▶ [Task prompt]:
In this exercise, return the whole listing exactly, excluding any images.

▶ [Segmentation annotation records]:
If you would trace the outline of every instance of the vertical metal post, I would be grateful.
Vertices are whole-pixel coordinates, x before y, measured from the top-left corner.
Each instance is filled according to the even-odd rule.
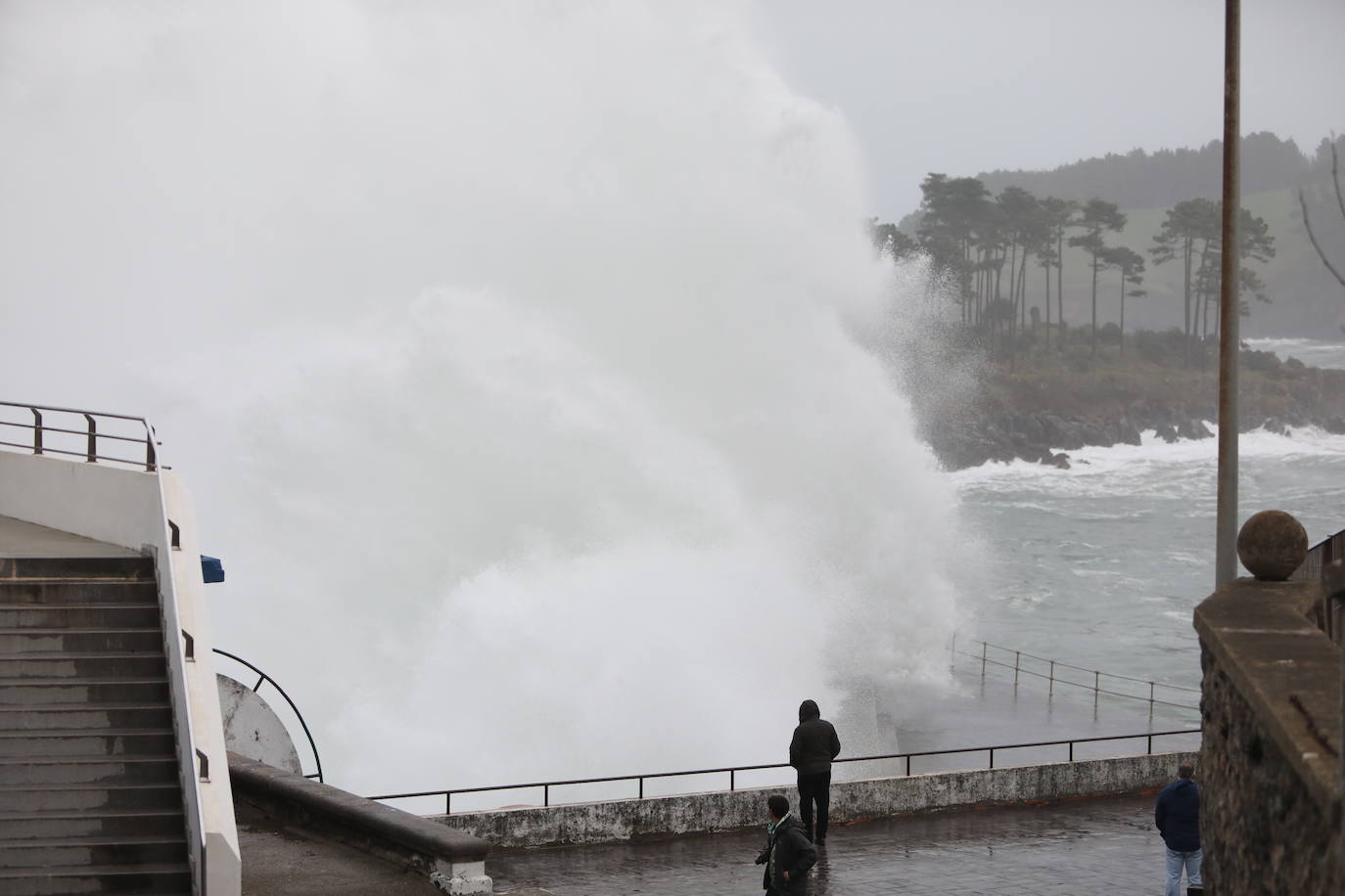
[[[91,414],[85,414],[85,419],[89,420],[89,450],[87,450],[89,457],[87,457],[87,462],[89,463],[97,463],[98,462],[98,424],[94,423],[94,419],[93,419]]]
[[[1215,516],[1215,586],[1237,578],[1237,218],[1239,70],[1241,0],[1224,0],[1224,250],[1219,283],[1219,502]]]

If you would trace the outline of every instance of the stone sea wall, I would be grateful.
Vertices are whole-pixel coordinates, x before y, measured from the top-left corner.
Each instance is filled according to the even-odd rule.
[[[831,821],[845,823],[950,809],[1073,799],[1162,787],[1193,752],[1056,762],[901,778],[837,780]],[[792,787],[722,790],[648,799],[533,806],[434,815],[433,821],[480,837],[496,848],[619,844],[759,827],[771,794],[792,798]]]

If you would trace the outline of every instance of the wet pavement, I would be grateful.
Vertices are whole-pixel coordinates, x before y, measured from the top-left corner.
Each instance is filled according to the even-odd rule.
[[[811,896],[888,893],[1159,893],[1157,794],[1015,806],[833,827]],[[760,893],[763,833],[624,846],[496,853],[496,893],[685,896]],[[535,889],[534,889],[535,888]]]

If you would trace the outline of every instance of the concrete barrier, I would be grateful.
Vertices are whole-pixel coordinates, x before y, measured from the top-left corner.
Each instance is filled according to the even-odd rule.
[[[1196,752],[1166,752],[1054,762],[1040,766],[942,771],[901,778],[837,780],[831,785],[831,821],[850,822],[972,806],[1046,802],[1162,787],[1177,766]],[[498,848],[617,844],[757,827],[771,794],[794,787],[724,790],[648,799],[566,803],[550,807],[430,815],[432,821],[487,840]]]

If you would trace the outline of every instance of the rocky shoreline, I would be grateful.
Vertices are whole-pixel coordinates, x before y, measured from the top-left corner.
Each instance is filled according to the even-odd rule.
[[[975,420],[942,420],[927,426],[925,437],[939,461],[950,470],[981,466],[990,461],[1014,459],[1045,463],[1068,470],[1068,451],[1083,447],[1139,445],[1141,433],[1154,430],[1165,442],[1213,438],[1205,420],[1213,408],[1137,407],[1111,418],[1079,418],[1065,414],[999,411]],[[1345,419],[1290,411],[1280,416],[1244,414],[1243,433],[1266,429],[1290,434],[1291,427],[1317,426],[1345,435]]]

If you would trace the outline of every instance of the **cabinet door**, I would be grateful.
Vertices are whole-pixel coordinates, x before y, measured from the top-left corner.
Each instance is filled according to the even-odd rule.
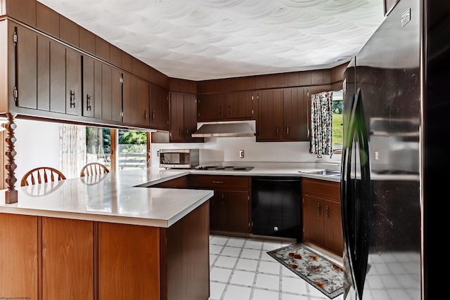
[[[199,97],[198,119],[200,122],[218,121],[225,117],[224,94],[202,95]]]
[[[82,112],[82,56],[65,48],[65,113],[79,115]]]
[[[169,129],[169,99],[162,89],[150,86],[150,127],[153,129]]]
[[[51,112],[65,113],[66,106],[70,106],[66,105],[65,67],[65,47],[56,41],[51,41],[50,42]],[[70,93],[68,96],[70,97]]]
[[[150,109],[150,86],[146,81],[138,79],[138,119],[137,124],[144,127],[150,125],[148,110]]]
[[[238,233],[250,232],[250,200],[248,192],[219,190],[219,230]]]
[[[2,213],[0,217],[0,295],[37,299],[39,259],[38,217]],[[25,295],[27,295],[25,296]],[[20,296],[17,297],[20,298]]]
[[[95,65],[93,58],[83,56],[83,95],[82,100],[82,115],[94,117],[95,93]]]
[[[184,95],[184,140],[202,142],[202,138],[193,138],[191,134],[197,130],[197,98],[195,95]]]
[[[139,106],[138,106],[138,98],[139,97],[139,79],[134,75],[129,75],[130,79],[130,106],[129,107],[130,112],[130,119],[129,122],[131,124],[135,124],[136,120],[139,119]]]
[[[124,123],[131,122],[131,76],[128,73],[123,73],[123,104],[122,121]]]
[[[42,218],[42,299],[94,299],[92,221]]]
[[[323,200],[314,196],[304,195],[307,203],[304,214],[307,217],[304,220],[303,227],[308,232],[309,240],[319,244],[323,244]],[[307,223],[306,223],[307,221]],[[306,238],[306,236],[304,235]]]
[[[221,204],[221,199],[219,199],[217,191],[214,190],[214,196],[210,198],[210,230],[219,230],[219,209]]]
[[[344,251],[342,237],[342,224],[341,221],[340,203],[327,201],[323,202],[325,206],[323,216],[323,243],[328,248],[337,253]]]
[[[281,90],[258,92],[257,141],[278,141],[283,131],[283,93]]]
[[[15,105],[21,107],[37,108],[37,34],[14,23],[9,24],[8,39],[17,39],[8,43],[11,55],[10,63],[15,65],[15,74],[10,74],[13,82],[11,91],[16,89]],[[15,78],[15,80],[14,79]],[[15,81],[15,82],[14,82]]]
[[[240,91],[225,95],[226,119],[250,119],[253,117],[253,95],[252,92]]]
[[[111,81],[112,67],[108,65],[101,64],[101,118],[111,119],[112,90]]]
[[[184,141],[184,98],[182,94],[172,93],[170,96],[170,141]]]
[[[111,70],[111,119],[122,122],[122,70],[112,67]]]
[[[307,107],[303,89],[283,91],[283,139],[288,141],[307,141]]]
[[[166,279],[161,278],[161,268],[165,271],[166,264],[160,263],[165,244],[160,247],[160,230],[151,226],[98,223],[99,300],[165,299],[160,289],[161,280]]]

▶ [Solution to the problem]:
If you would trace the outline of every instance of the vertical metal post, I would be grateful.
Vertices are whole-pixel coordinates, x before y, measured from the top-left corner.
Each instance is filled according to the even-odd rule.
[[[91,414],[85,414],[85,419],[89,420],[89,450],[87,450],[89,457],[87,457],[87,462],[89,463],[97,463],[98,462],[98,424],[94,423],[94,419],[93,419]]]
[[[1215,516],[1215,586],[1237,578],[1237,218],[1239,70],[1241,0],[1224,0],[1224,250],[1219,283],[1219,502]]]

If you would trace the outline of every instance of the stone sea wall, I would be grateful.
Vertices are whole-pixel coordinates, x before y, measured from the top-left corner.
Each instance is filled according to the even-odd rule.
[[[831,821],[845,823],[950,809],[1073,799],[1162,787],[1193,752],[1056,762],[901,778],[837,780]],[[792,787],[722,790],[648,799],[533,806],[434,815],[433,821],[480,837],[496,848],[619,844],[759,827],[771,794],[792,798]]]

If you would trace the outline of every instance of the wet pavement, I would be grateful.
Vertices are whole-pixel coordinates, x before y, measured from the top-left corner.
Each instance is filled according to the even-odd rule.
[[[811,896],[888,893],[1159,893],[1157,794],[1015,806],[833,827]],[[760,893],[763,833],[624,846],[496,853],[496,893],[685,896]],[[535,889],[534,889],[535,888]]]

If you would trace the outline of every instance of the concrete barrier, I would be grateful.
Vertices are whole-pixel coordinates, x before y, measured from the top-left corner.
Each instance is filled according to the even-odd rule.
[[[1196,752],[1166,752],[1054,762],[1040,766],[942,771],[901,778],[837,780],[831,785],[831,821],[850,822],[972,806],[1046,802],[1162,787],[1177,766]],[[498,848],[617,844],[757,827],[771,794],[794,787],[724,790],[648,799],[566,803],[550,807],[430,815],[432,821],[487,840]]]

If you would trace the outline of every instance of the rocky shoreline, I would be grateful.
Vertices are whole-pixel coordinates, x before y, measured from the top-left corner.
Each instance is filled according to the even-odd rule.
[[[975,420],[942,420],[927,426],[925,437],[939,461],[950,470],[981,466],[990,461],[1014,459],[1045,463],[1068,470],[1068,451],[1083,447],[1139,445],[1141,433],[1154,430],[1165,442],[1213,438],[1205,420],[1213,408],[1137,407],[1111,418],[1079,418],[1065,414],[999,411]],[[1345,419],[1290,411],[1280,416],[1244,414],[1243,433],[1266,429],[1290,434],[1291,427],[1317,426],[1345,435]]]

If you would trace the outline of every instance of the **cabinet door**, I would be grateful.
Vertices are whole-pixel coordinates, x before y, measured from the top-left corner.
Each instance is filled according to the even-odd rule.
[[[199,97],[198,119],[200,122],[218,121],[225,117],[224,94],[202,95]]]
[[[82,112],[82,56],[65,48],[65,113],[79,115]]]
[[[169,129],[169,99],[162,89],[150,86],[150,127],[153,129]]]
[[[51,112],[65,113],[66,106],[70,106],[66,105],[65,67],[65,47],[56,41],[51,41],[50,42]],[[70,93],[68,96],[70,97]]]
[[[150,109],[150,86],[146,81],[138,79],[138,119],[137,124],[144,127],[150,125],[148,110]]]
[[[238,233],[250,232],[250,200],[248,192],[219,190],[219,230]]]
[[[2,213],[0,217],[0,295],[37,299],[39,259],[38,217]],[[25,295],[27,295],[25,296]],[[20,296],[17,297],[20,298]]]
[[[95,65],[93,58],[83,56],[83,95],[82,100],[82,115],[94,117],[95,93]]]
[[[184,95],[184,140],[202,142],[202,138],[193,138],[191,134],[197,130],[197,98],[195,95]]]
[[[139,106],[138,106],[138,98],[139,97],[139,79],[134,75],[129,75],[130,79],[130,106],[129,107],[130,112],[130,119],[129,122],[131,124],[135,124],[136,120],[139,119]]]
[[[124,123],[131,122],[131,76],[128,73],[123,73],[123,104],[122,121]]]
[[[42,218],[42,299],[94,299],[92,221]]]
[[[323,200],[314,196],[304,195],[307,203],[304,214],[307,217],[304,220],[303,227],[308,232],[309,240],[319,244],[323,244]],[[307,223],[306,223],[307,221]],[[306,238],[306,236],[304,235]]]
[[[221,204],[221,199],[219,199],[217,191],[214,190],[214,196],[210,198],[210,230],[219,230],[219,209]]]
[[[344,251],[342,237],[342,224],[341,221],[340,203],[327,201],[323,202],[325,206],[323,216],[323,243],[328,248],[337,253]]]
[[[281,90],[258,92],[257,141],[278,141],[283,131],[283,93]]]
[[[15,105],[21,107],[37,108],[37,34],[14,23],[9,24],[8,39],[17,39],[8,43],[11,55],[10,63],[15,65],[15,74],[10,74],[13,82],[11,91],[16,89]],[[15,78],[15,80],[14,79]],[[15,81],[15,82],[14,82]]]
[[[240,91],[225,95],[226,119],[250,119],[253,117],[253,95],[252,92]]]
[[[111,81],[112,67],[108,65],[101,64],[101,118],[111,119],[112,90]]]
[[[184,141],[184,98],[182,94],[172,93],[170,96],[170,141]]]
[[[111,70],[111,119],[122,122],[122,70],[112,67]]]
[[[307,107],[303,89],[283,91],[283,139],[288,141],[307,141]]]
[[[166,279],[161,278],[161,268],[165,271],[166,264],[160,263],[165,244],[160,247],[160,230],[151,226],[98,223],[99,300],[165,299],[160,289],[161,280]]]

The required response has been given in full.